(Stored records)
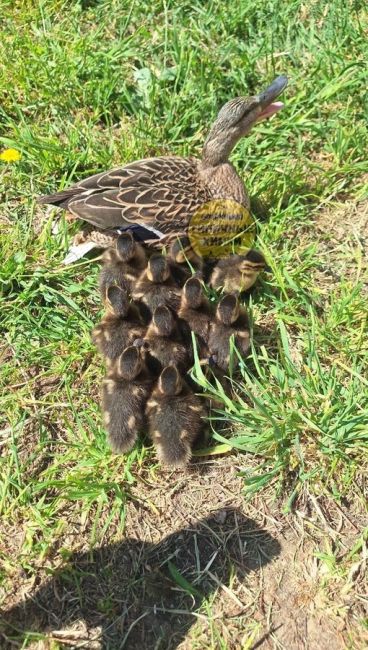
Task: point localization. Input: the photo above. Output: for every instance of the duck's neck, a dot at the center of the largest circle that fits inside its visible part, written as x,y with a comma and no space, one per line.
218,147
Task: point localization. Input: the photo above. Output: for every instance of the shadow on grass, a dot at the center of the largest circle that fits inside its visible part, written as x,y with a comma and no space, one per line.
134,590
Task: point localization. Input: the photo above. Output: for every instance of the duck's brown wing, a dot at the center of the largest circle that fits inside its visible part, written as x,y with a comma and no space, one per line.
156,192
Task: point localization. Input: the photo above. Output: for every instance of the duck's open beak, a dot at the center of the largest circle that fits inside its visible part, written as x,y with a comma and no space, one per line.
267,97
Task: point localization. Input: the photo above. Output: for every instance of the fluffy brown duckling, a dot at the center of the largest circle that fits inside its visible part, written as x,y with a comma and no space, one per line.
162,341
196,314
175,418
156,285
184,261
123,264
119,327
237,273
125,391
230,319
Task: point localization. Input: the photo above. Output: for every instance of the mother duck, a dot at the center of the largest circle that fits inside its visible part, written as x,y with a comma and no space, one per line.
162,194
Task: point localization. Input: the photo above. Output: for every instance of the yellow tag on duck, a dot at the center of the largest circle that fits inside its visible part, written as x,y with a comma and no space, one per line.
221,227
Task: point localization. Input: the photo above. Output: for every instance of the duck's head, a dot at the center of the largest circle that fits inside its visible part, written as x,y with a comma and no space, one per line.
192,293
170,382
228,309
117,302
237,117
158,269
125,246
163,320
130,363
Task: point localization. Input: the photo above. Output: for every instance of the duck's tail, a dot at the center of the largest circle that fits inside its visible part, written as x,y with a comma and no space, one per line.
61,199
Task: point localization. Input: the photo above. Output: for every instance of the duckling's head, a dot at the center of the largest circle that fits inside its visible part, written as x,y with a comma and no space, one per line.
117,302
192,293
236,119
228,309
125,246
181,251
163,320
158,269
170,382
130,363
250,266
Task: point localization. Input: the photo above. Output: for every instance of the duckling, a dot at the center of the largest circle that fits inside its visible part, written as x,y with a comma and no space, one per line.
156,286
230,319
123,264
174,418
195,314
119,327
162,340
184,261
237,273
125,391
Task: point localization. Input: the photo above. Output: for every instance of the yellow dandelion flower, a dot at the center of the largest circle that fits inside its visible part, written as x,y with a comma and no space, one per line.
10,155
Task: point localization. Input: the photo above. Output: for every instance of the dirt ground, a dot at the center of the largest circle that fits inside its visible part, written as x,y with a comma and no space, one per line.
269,588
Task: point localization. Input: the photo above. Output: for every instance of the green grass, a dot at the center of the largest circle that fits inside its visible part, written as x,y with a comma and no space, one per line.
89,85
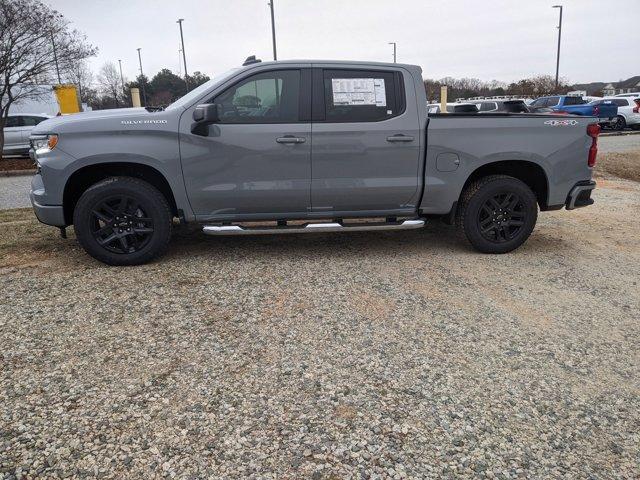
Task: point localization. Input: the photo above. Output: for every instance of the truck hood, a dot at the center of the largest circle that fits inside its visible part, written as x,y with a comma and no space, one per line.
69,122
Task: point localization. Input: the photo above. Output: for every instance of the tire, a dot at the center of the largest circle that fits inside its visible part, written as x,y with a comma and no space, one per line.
496,214
123,221
620,123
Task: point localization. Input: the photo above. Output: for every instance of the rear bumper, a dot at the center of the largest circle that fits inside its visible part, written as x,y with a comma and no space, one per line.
580,195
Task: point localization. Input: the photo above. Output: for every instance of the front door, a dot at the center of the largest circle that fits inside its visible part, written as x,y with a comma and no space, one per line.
256,161
366,142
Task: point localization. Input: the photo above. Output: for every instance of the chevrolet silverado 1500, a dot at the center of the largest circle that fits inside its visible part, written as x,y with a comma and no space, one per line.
305,146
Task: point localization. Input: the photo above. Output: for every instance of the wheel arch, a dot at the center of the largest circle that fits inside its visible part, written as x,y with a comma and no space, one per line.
84,177
532,174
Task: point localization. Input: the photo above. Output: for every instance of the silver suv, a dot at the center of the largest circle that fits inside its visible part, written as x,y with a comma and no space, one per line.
17,131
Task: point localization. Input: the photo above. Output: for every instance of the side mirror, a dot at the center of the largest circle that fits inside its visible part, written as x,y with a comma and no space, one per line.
203,116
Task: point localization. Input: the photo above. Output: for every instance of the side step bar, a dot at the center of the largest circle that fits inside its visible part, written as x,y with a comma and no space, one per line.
312,227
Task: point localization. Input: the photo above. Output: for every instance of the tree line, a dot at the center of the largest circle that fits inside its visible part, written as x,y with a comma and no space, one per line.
108,90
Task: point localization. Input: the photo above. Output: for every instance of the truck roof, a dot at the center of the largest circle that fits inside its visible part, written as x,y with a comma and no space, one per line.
337,62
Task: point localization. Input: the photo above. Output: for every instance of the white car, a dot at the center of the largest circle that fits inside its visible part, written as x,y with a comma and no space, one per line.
433,108
17,130
628,112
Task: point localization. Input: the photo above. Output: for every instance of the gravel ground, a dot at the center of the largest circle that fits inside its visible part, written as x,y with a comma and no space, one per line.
14,192
619,143
393,355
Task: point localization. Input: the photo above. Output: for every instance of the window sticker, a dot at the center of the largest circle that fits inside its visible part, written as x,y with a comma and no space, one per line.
359,91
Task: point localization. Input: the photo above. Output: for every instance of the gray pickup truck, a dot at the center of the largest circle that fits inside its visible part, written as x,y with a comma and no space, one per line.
305,146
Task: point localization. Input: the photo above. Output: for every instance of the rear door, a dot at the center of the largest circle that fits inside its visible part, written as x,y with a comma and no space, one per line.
13,132
29,122
366,142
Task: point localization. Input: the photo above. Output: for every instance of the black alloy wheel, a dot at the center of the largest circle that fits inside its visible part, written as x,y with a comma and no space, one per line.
120,225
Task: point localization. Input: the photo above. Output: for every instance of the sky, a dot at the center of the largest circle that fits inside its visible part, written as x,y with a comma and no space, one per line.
486,39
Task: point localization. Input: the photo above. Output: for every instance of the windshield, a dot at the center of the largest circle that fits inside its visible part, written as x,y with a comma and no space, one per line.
182,102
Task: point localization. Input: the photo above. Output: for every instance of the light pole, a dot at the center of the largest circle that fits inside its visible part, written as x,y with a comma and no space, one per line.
184,57
55,57
559,37
273,30
144,93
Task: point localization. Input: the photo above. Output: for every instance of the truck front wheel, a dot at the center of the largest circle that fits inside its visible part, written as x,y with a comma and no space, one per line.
123,221
497,213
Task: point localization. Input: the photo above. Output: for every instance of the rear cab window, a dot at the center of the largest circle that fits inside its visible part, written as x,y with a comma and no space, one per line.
353,95
15,121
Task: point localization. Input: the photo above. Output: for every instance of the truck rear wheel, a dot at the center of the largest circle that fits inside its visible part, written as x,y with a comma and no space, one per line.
497,213
123,221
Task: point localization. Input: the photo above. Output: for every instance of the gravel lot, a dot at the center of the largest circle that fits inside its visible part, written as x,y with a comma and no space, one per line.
14,192
394,355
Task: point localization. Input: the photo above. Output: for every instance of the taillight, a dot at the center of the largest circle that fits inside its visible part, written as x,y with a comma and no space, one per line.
593,131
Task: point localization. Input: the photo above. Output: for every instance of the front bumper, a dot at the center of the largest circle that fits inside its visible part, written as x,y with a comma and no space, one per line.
49,214
580,195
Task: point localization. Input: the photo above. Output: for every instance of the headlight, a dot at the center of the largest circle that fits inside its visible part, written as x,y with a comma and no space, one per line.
44,143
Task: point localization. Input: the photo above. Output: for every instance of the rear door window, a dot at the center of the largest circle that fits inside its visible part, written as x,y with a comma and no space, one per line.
269,97
362,95
574,101
32,121
13,122
552,101
488,106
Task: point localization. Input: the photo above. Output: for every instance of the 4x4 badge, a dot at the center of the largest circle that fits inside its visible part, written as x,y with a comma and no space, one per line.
561,123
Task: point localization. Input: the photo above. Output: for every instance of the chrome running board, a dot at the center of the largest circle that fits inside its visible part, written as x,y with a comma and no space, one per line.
312,227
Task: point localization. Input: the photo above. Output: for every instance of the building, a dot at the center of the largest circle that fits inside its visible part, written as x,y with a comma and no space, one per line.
626,86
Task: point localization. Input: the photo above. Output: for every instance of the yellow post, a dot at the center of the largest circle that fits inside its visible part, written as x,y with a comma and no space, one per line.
67,97
135,97
443,99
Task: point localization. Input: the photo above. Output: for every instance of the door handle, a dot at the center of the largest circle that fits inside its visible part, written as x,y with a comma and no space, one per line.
290,139
400,138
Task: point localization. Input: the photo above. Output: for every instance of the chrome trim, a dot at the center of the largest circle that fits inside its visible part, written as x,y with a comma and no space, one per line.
311,227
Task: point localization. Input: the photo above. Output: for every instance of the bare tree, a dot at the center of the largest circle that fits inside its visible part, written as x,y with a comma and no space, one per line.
81,76
29,29
109,81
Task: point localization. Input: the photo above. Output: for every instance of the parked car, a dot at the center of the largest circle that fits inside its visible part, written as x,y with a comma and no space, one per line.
628,115
631,94
453,108
122,176
17,130
574,105
510,106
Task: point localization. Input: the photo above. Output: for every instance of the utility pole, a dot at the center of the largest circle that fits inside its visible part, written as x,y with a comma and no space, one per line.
184,57
559,37
144,93
273,30
122,78
55,57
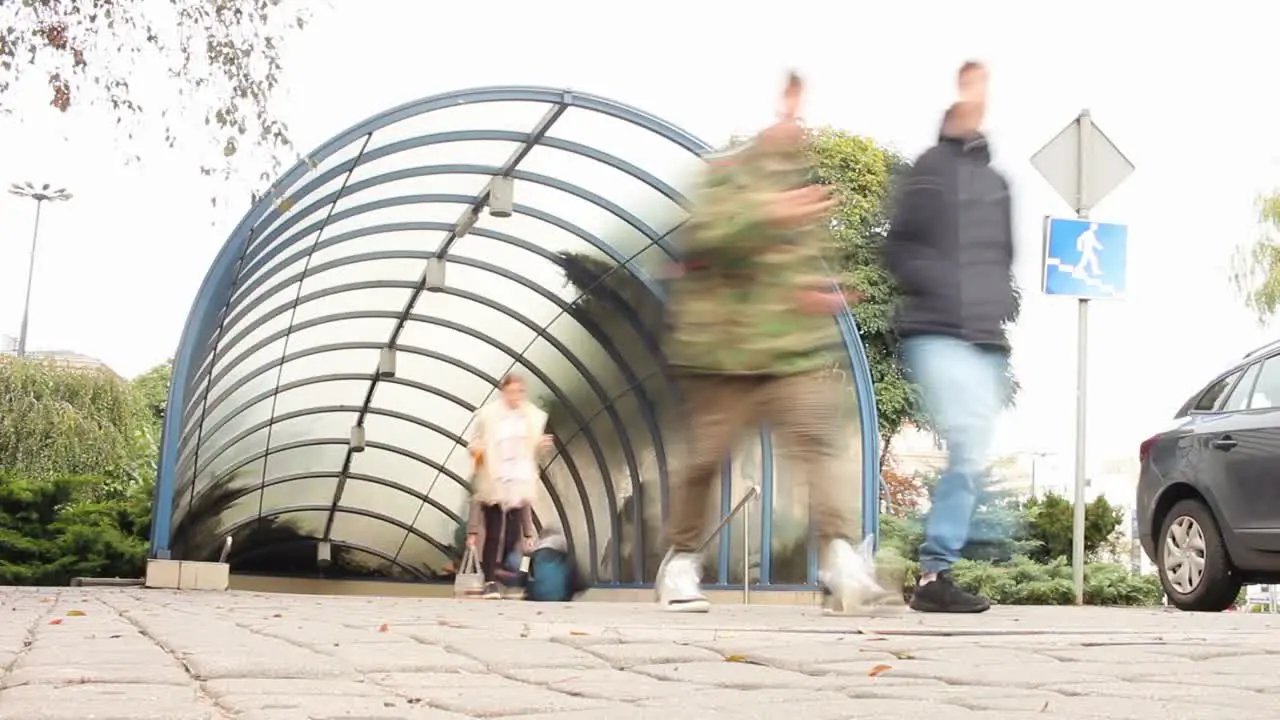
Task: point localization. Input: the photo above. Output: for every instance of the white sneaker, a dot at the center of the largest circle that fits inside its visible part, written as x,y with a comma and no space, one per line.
849,577
677,583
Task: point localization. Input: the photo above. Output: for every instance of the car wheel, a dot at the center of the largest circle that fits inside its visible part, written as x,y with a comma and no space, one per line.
1193,564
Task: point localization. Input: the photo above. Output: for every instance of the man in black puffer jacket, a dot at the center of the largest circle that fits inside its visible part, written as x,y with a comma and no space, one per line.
950,249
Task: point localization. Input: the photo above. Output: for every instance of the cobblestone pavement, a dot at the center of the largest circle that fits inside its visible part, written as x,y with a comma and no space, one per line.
142,655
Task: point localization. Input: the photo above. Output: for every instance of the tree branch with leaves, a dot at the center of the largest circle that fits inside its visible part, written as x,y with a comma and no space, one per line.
158,60
1257,267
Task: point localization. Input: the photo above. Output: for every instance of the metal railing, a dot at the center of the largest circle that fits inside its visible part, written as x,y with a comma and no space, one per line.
752,493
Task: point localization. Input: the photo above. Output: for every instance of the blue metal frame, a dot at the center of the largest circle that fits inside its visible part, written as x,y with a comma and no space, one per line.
236,277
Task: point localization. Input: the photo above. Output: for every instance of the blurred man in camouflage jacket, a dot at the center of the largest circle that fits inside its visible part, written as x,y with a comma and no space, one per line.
752,337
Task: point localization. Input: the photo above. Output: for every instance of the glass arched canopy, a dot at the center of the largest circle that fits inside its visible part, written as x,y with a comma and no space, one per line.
374,287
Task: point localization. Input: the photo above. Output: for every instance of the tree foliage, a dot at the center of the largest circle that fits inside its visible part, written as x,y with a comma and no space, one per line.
77,469
1050,519
219,58
1257,267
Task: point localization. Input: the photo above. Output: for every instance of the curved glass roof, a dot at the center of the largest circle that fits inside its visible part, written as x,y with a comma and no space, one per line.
383,249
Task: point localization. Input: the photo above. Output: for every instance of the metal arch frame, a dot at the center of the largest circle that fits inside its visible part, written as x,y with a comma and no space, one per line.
566,308
211,300
324,507
266,547
248,305
216,287
571,465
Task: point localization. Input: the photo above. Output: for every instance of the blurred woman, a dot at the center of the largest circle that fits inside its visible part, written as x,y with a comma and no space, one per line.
507,436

# WHAT YOU WILL DO:
Exactly repeat the lines from the line that contains "the metal arch" to the end of the entries, both included, and leave out all other lines.

# ANSWER FOR THE TASK:
Task: point localization. Input: the photo above. Output: for every instance of the metal arch frame, a dot at the center of the largest circle that fits inside its visible part, written as x,y with a comma and no space, one per line.
566,308
211,300
324,507
266,547
248,305
216,287
571,465
Task: point localization. Input: the photo above. Output: for every instance of the blurred woman, a dot at the center of the largest circle that fits inside its visible part, written as x,y with a comma and no space, one per line.
507,436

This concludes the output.